[start of Document segment]
I’m toying around with very small and very constrained embedded devices right now. When you make millions of a small thing, every byte in code footprint and any processing cycle you can save saves real money. An XML parser is a big chunk of code. So is a JSON parser. Every HTTP stack already has a key/value pair parser for headers. We can use that.

NHTTP stands for NoHyperText Transfer Protocol. Yes, I made that up. No, this is not an April Fool’s joke. Hear me out.

All rules of RFC2616 apply, except for section 7.2, meaning there is must never an entity body on any request or reply. Instead we rely entirely on section 7.1 and its extensibility rule:

  • The extension-header mechanism allows additional entity-header fields to be defined without changing the protocol, but these fields cannot be assumed to be recognizable by the recipient. Unrecognized header fields SHOULD be ignored by the recipient and MUST be forwarded by transparent proxies.
[end of Document segment]
# Problems
• 1. Answer these questions about the NHTTP text, one answer a line, marked the same way:
(a) What does NHTTP stand for?
(b) Which section of RFC2616 is the one exception to the rules that apply?
(c) What must transparent proxies do with unrecognized header fields?
• 2. Reproduce word for word the stretch of the records from the line that contains "Here's a bet: you won't be able to pinpoint the camera" through the end of the records.
[start of Data lines]
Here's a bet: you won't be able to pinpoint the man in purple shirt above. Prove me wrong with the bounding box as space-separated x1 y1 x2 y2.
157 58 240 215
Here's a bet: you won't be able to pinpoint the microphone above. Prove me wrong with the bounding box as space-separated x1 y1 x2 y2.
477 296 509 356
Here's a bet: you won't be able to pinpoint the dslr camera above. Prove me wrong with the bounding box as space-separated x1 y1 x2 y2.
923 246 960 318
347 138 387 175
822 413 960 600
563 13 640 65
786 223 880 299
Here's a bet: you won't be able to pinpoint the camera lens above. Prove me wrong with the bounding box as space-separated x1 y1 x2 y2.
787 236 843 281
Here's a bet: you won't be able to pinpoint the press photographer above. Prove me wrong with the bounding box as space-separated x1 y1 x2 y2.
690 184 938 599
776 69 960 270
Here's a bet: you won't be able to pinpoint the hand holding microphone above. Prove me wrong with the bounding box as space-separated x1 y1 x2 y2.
[end of Data lines]
# Responses per task
• 1.
(a) NoHyperText Transfer Protocol
(b) Section 7.2
(c) Forward them

• 2.
Here's a bet: you won't be able to pinpoint the camera lens above. Prove me wrong with the bounding box as space-separated x1 y1 x2 y2.
787 236 843 281
Here's a bet: you won't be able to pinpoint the press photographer above. Prove me wrong with the bounding box as space-separated x1 y1 x2 y2.
690 184 938 599
776 69 960 270
Here's a bet: you won't be able to pinpoint the hand holding microphone above. Prove me wrong with the bounding box as space-separated x1 y1 x2 y2.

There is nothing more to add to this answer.